Record set Start Marker
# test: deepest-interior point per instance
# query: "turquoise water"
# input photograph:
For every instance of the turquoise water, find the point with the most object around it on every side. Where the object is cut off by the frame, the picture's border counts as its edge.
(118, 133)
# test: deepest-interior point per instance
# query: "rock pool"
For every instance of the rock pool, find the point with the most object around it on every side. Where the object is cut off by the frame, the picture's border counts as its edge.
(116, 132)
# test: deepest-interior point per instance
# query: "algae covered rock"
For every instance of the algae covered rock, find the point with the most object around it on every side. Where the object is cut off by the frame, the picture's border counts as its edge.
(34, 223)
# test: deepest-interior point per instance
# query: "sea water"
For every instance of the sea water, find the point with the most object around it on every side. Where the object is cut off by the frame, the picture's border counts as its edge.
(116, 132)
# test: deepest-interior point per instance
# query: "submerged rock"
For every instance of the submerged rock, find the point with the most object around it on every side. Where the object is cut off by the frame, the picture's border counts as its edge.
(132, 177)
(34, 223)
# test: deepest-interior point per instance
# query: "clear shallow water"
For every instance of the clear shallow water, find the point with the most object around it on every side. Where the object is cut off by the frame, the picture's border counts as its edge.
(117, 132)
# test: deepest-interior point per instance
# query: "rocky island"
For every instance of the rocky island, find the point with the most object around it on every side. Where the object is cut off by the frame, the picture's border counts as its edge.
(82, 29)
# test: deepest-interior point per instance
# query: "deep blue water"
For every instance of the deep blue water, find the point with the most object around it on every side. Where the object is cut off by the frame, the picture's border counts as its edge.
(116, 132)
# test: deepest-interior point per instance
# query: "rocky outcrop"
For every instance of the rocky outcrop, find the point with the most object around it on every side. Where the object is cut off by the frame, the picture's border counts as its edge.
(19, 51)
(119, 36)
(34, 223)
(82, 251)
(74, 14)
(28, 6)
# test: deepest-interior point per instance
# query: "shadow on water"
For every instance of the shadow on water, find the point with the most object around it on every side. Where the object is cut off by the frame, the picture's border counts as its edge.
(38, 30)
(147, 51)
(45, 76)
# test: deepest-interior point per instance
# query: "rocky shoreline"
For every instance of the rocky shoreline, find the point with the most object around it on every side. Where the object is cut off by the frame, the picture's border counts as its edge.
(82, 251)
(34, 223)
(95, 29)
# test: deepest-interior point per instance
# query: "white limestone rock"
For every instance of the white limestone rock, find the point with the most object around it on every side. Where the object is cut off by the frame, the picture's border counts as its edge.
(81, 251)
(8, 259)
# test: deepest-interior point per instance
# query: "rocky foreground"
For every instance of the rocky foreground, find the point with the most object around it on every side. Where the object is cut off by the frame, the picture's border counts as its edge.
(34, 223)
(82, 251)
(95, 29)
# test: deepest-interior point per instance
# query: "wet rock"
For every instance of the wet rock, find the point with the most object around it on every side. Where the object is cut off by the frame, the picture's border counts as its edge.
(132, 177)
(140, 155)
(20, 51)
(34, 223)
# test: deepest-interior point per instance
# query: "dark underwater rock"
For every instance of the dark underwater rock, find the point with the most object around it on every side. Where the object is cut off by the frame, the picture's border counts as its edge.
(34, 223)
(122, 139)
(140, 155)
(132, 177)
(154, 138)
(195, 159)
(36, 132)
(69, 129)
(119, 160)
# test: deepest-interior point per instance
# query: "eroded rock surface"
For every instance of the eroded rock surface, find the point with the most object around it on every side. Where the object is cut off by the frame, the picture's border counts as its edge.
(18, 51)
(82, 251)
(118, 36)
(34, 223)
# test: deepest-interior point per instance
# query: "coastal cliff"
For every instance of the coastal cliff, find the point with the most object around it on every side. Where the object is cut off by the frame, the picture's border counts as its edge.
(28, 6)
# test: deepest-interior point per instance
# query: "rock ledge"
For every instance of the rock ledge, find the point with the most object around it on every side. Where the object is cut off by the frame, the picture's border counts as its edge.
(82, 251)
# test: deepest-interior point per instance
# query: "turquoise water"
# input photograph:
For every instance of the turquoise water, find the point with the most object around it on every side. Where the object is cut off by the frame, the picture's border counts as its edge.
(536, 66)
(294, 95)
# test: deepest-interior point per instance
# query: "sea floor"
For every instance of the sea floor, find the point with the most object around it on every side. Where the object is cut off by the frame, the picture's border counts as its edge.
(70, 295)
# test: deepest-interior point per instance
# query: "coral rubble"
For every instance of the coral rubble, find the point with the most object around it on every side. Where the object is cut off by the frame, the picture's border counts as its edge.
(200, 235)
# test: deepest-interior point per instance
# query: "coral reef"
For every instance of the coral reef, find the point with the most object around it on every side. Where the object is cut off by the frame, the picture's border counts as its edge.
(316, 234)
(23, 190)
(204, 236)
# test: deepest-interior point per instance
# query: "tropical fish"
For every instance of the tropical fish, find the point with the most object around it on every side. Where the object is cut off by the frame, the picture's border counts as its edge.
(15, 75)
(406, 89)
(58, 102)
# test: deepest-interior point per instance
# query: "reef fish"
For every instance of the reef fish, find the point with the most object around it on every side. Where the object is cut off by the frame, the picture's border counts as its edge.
Record set End Marker
Exercise prompt> Reproduce every entry exactly, with nothing added or dropped.

Result below>
# test: deepest-interior point per instance
# query: "turquoise water"
# input photograph:
For every instance of the turquoise water, find the point with the most object around it on every side. Where the object is cut off by the frame, the picture's border counts as its edge.
(118, 133)
# test: deepest-interior point per instance
# query: "rock pool"
For every instance of the rock pool, find the point with the most object around it on every side. Where the object is cut off by the frame, the picture's border counts as its edge.
(116, 132)
# test: deepest-interior point per instance
# query: "algae covered rock"
For every instance of the algae covered rock, find the point with the most object around it on every side. Where the object is cut off by the frame, the picture's border counts as its edge.
(34, 223)
# test: deepest-interior point per instance
# query: "sea water"
For every instance of the sea water, find the point with the most object around it on every side. Where the object is cut off by the frame, the picture's border counts as its edge.
(116, 132)
# test: deepest-interior point per instance
# query: "submerged rock"
For every instance of the submerged rock, find the point with the most object around it on every side. Where the object is cut off by the frame, the picture's border counts as its edge.
(132, 177)
(34, 223)
# test: deepest-interior point per instance
# query: "clear shallow water"
For every instance of the clear shallow water, find the point with the most object around it on every side. Where the object is cut off by the frame, the picture's border counts as its edge.
(117, 132)
# test: deepest-interior point per instance
# query: "rocky island"
For every instance of the rocky island, find the point with the most object around it on every side. Where the object is cut off by the frame, the picture's border counts as its edge.
(82, 29)
# test: deepest-interior point per instance
# query: "deep blue water"
For every instance of the deep blue water, find the point with the most object around it on every side. Where the object is cut off by the frame, the picture's border counts as its edge.
(116, 132)
# test: deepest-interior point per instance
# query: "rocky outcrop"
For every instance of the rocky outcrop, find the point with the most object around it on every side. Where the object is cut off by the frame, the picture's border counts as its edge.
(19, 51)
(119, 36)
(34, 223)
(82, 251)
(74, 14)
(28, 6)
# test: deepest-interior point per instance
# query: "shadow on water"
For every instance of the shadow on water, find the point with the most object around it on every side. Where the object is cut off by the frame, the picture's border counts as its edge.
(38, 30)
(147, 51)
(45, 76)
# test: deepest-interior point per instance
# query: "rocky shoreline"
For every instance of the rocky shoreline, find the point with the most object around it on every side. Where the object is cut off by the frame, the picture's border counts as its edge.
(82, 251)
(34, 223)
(95, 29)
# test: deepest-interior point per instance
# query: "white limestone rock"
For every instance of the white limestone rock, find the point with the most object around it on every side. Where the object is cut off by the frame, the picture's border counts as its edge.
(81, 251)
(8, 259)
# test: deepest-interior point per instance
# query: "rocky foreground"
For every instance of the rocky foreground, find the point with the most object around it on every side. Where the object is cut off by the frame, the picture's border counts as its edge.
(34, 223)
(82, 251)
(95, 29)
# test: deepest-interior point per instance
# query: "wet rock"
For every instance of the wet rock, find the point with the most object around it on every side. Where the object is cut off by the frame, the picture's border counts as its edge.
(132, 177)
(140, 155)
(20, 51)
(34, 223)
# test: deepest-interior point per instance
# query: "dark underwater rock"
For every instance of the dark underwater rock, find the point with the most object around it on every side. Where the object is cut off by the frame, the picture's border counts as its edge.
(34, 223)
(122, 139)
(140, 155)
(132, 177)
(154, 138)
(195, 159)
(36, 132)
(69, 129)
(119, 160)
# test: deepest-interior point per instance
# query: "eroded rock surface"
For every instance of the eroded rock surface, find the point with the most object around it on every side. Where the object is cut off by the frame, the picture's border counts as its edge.
(18, 51)
(82, 251)
(118, 36)
(34, 223)
# test: deepest-interior point per instance
# query: "coastal cliff"
For every instance of the coastal cliff, find the point with the most object around it on every side. Where the object is cut off by the frame, the picture's border counts as its edge.
(28, 6)
# test: deepest-interior point per instance
# query: "rock ledge"
For every instance of the rock ledge, find the point with the most object around it on every side. Where the object is cut off by the frame, the picture's border counts as its edge.
(82, 251)
# test: deepest-interior point per instance
# query: "turquoise water"
# input photograph:
For every instance of the turquoise water, find the point with the most object around it on every side. Where the object is cut off by the frame, the picture's border counts as its edge.
(536, 66)
(294, 95)
# test: deepest-interior point per instance
# query: "sea floor"
For every instance of the sea floor, find the point with the most object around it on every side. Where the object is cut off by the frame, the picture's border counts as its edge.
(70, 295)
# test: deepest-interior point per instance
# query: "coral rubble"
For every instance of the coral rubble, find the point with the most object around it on every side. Where the object is cut off by the frame, the picture's border counts as its edge.
(200, 235)
# test: deepest-interior point per instance
# query: "coral reef"
For every instance of the coral reef, find the point with the most object around it on every side. Where the object is cut off by the frame, the picture's border counts as its edge.
(316, 234)
(23, 190)
(204, 236)
# test: deepest-interior point per instance
# query: "tropical fish"
For every instance of the tropical fish, find the point with the most object around it on every side. Where the object is cut off by the frame, the picture's border counts as its edge.
(15, 75)
(406, 89)
(58, 102)
# test: deepest-interior point per instance
# query: "reef fish"
For every instance of the reef fish, find the point with the most object around it on every side. Where the object is cut off by the frame, the picture's border counts as its edge.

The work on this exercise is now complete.